[Start of section]

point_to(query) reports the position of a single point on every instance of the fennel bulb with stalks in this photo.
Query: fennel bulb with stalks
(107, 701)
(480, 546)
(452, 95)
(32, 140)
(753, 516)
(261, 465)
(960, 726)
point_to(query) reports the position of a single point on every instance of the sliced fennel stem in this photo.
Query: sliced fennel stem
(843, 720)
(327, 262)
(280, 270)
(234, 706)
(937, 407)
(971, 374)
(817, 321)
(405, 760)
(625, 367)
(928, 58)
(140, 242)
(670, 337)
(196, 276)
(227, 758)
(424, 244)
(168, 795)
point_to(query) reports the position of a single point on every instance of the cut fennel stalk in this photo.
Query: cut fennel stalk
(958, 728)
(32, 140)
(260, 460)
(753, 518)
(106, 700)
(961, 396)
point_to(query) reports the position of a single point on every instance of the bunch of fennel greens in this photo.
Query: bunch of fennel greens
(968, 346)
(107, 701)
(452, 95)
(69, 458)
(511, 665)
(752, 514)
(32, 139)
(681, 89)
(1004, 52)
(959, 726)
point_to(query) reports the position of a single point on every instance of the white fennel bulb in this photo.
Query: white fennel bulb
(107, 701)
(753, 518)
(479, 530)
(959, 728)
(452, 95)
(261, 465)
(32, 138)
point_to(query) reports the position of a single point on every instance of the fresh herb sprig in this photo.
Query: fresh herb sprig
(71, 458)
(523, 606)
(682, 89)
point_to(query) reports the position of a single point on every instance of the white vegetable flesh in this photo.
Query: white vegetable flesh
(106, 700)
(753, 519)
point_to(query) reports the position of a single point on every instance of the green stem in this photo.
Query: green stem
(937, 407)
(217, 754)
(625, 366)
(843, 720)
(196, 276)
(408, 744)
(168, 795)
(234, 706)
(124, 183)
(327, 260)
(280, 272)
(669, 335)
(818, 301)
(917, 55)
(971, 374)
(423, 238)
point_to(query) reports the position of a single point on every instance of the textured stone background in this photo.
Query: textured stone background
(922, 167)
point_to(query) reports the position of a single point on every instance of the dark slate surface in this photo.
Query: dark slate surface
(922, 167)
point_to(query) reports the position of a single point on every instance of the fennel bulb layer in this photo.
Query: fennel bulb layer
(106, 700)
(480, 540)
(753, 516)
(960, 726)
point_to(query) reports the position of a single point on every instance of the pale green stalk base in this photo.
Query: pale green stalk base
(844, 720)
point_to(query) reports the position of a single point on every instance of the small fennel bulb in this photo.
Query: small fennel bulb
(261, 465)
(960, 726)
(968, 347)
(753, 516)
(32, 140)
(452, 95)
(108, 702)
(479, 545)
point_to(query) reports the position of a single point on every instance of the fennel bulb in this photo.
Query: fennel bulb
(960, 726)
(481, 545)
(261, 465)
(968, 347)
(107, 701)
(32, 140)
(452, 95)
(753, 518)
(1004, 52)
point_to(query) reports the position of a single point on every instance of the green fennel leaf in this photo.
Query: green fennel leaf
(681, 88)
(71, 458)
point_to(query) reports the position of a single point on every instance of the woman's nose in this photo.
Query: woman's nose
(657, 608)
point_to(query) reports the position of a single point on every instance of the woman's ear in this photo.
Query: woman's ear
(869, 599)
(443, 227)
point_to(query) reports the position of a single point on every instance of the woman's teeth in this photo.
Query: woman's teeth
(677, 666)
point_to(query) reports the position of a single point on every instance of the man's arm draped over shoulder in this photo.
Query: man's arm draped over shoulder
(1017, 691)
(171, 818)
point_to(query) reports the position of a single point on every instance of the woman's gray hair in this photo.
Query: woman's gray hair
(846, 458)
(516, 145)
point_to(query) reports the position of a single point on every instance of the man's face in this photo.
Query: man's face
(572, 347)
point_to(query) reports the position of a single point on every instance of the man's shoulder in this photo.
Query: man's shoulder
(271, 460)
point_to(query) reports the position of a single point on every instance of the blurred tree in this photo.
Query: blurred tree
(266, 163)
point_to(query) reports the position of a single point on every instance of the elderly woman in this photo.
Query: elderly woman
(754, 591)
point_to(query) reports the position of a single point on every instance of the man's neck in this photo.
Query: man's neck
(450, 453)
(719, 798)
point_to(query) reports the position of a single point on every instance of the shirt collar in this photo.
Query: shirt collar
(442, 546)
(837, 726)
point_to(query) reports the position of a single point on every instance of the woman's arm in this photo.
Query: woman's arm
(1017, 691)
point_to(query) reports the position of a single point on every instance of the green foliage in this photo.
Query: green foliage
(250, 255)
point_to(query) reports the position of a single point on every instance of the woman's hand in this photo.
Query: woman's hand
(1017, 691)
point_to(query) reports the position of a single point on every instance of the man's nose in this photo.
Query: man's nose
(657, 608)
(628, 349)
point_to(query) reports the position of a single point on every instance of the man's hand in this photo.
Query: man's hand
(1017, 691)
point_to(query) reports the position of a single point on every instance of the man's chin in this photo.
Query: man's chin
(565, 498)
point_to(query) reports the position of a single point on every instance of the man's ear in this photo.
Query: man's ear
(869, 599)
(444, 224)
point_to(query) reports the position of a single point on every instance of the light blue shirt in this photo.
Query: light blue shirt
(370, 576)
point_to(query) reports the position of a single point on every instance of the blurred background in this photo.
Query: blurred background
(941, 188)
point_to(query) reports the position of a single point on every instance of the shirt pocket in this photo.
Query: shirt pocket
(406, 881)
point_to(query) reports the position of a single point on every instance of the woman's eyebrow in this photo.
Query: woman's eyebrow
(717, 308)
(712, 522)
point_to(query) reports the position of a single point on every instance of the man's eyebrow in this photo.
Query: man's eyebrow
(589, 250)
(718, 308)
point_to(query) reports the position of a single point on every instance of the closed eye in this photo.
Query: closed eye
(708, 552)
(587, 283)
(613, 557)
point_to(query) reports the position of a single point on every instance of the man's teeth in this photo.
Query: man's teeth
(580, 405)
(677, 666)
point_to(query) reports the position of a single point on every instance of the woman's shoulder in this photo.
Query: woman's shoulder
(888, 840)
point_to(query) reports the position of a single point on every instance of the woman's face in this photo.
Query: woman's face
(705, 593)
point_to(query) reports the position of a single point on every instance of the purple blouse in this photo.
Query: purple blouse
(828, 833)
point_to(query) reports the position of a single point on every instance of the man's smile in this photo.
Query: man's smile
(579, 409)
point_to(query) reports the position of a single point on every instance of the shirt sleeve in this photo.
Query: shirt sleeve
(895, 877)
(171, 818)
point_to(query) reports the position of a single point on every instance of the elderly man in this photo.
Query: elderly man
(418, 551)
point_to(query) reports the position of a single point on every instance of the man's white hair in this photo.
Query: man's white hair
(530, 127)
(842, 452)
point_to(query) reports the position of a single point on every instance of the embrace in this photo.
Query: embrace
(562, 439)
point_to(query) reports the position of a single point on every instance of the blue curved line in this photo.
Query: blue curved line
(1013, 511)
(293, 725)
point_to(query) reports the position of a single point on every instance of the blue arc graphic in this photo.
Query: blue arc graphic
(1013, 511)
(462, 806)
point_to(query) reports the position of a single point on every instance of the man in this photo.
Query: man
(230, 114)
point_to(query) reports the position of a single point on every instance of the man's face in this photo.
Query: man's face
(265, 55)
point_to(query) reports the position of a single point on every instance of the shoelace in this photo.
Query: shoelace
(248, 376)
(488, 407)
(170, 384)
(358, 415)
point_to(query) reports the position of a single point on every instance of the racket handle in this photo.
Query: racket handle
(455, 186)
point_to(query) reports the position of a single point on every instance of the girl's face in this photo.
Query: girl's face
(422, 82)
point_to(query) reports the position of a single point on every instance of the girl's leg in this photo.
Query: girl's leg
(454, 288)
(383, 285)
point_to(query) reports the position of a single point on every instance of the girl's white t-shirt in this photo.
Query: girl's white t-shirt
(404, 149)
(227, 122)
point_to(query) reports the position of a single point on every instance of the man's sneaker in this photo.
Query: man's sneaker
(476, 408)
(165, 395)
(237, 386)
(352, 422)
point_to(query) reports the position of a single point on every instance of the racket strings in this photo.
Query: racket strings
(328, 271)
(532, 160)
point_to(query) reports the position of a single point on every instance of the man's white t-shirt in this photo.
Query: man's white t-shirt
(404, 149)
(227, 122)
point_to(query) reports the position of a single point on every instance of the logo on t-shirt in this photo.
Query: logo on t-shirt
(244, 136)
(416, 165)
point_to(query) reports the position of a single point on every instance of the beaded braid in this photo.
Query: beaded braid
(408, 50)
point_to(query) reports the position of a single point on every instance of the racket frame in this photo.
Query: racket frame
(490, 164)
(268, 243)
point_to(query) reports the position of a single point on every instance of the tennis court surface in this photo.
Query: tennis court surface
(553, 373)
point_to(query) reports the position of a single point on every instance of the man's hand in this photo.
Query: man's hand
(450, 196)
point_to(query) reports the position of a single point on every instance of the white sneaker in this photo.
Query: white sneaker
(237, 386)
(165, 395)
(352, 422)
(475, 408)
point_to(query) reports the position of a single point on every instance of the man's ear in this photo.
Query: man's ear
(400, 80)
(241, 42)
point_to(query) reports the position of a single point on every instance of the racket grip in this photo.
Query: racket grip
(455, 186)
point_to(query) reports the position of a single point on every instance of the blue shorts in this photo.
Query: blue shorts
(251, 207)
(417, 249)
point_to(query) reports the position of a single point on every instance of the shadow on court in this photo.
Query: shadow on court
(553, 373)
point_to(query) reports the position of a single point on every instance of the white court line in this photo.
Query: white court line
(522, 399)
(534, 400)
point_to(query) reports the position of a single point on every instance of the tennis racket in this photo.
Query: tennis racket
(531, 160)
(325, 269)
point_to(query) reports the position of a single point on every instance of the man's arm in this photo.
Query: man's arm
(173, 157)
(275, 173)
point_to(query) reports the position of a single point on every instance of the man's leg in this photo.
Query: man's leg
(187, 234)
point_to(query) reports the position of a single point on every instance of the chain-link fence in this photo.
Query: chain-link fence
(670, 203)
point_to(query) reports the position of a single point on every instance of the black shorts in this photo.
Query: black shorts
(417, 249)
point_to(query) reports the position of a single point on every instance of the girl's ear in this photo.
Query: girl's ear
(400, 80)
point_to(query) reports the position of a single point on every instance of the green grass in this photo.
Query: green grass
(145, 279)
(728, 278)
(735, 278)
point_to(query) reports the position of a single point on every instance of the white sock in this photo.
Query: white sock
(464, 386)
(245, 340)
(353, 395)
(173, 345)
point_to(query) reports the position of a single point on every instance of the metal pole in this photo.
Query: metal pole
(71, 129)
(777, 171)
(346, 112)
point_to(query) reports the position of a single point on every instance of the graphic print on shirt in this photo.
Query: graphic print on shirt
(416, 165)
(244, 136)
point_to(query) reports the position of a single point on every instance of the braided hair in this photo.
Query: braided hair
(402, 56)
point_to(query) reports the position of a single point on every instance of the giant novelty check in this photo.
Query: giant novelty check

[End of section]

> EXERCISE BRIEF:
Output exactly one stretch of the listing: from the line containing "Query: light blue shirt" through the line containing "sleeve in this photo.", both end lines included.

> WRITTEN RESPONSE:
Query: light blue shirt
(370, 576)
point_to(query) reports the position of a single point on every instance of the blurred background in this photo.
Query: blurred background
(941, 188)
point_to(query) reports the position of a single point on every instance of the shirt pocket in this photo.
Query: shirt pocket
(406, 881)
point_to(query) reports the position of a single point on every instance of the woman's eyebrow in this photo.
Query: woman's eyebrow
(717, 308)
(712, 522)
point_to(query) reports the position of a single point on every instance of the man's eyebrow in this photo.
Query: man's eyebrow
(589, 250)
(718, 308)
point_to(query) reports the position of a single point on every instance of the closed eye in this photo.
Query: closed eye
(708, 552)
(587, 283)
(613, 557)
point_to(query) reports the position of a single point on every instance of the man's teeth in this photo.
Query: man's teeth
(580, 405)
(677, 666)
point_to(query) reports the position of a single point on every instance of the woman's shoulder in this photo.
Query: woman's shoulder
(888, 840)
point_to(query) reports the position of a single point on every instance of the woman's face in this photo.
Query: woman's face
(705, 593)
point_to(query) reports the position of a single point on every instance of the purple blouse in this photo.
Query: purple blouse
(828, 833)
point_to(query) reports the position of a single point on every instance of the man's smile in this photo.
Query: man's smile
(579, 409)
point_to(query) reports the position of a single point on every instance of the shirt sleeve in this photo.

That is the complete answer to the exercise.